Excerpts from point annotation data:
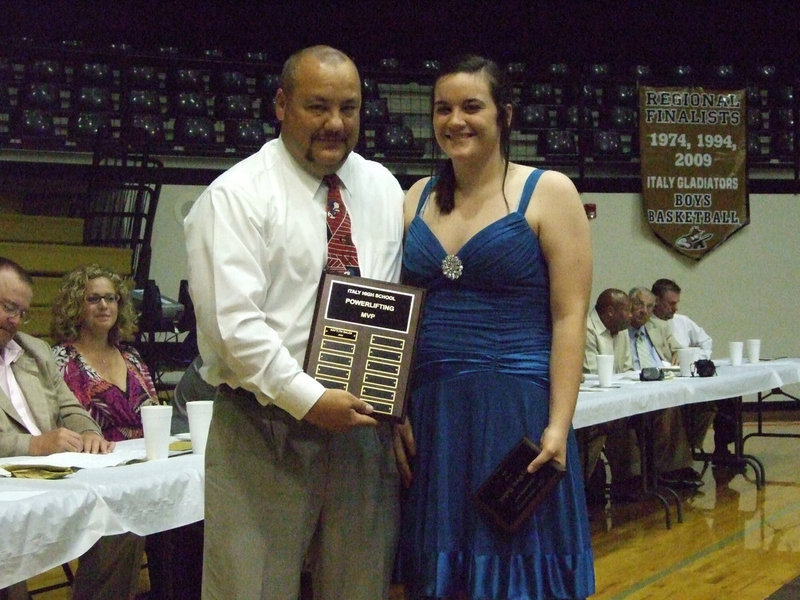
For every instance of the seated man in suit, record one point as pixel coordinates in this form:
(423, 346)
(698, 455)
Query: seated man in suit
(653, 345)
(697, 418)
(606, 327)
(39, 415)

Goal ▸
Return the listing above unchanged, apart from dropping its pictures.

Written solution ▸
For every instance of the seated man in suit, record one point as pixel coordinates in this form:
(423, 346)
(698, 455)
Query: seated man in suit
(653, 345)
(697, 418)
(606, 327)
(39, 415)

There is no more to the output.